__RECORDS__
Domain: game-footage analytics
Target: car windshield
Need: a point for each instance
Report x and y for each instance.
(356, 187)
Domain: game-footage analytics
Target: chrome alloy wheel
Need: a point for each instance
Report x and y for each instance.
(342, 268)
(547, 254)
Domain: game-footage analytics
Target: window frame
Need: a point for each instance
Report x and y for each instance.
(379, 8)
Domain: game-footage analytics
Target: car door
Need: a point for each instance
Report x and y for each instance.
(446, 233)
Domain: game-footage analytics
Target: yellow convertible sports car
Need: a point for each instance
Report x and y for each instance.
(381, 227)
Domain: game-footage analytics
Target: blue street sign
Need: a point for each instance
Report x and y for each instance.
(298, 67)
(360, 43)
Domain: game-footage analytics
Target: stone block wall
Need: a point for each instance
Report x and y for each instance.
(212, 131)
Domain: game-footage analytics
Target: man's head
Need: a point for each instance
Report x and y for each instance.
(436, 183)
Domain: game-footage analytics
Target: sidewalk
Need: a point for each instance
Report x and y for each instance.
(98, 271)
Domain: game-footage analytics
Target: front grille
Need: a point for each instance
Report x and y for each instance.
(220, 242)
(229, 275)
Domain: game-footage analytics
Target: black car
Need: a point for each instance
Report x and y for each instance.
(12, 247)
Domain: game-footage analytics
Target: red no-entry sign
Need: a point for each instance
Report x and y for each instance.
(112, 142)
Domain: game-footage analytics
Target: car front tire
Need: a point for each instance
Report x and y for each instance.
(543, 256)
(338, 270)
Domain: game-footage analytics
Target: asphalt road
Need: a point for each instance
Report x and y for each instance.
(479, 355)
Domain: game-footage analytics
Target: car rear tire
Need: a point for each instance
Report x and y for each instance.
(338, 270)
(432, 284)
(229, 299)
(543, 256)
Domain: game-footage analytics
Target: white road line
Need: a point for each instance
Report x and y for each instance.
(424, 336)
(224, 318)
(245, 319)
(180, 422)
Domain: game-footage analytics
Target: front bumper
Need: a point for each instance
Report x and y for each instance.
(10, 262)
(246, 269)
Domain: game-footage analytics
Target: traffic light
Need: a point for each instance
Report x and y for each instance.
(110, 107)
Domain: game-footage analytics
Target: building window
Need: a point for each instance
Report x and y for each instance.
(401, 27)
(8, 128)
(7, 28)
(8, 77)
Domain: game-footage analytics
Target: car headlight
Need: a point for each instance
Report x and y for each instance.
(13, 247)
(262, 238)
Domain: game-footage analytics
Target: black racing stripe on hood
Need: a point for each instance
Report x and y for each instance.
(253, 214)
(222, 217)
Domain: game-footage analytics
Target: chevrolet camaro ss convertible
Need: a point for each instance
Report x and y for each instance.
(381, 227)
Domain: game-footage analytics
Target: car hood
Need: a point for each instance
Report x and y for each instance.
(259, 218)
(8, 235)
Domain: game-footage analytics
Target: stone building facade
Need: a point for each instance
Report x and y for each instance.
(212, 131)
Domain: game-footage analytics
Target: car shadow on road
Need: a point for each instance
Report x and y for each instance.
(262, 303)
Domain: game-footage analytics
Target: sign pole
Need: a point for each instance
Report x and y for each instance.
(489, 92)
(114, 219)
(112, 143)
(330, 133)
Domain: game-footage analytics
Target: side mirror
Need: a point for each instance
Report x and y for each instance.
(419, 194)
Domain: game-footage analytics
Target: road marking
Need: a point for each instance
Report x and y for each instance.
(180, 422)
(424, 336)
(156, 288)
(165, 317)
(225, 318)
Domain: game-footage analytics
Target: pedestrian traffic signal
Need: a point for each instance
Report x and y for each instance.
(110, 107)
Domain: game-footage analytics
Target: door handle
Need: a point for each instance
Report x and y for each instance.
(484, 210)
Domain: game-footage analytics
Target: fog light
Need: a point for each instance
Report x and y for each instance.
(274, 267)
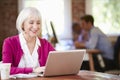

__TASK TO COMPLETE__
Report each line of the rows above that contains the word "convertible", treating uppercase and lowercase letters as different.

__SOLUTION TO THIS PROBLEM__
Target: yellow convertible sports car
Target: chevrolet camaro ss convertible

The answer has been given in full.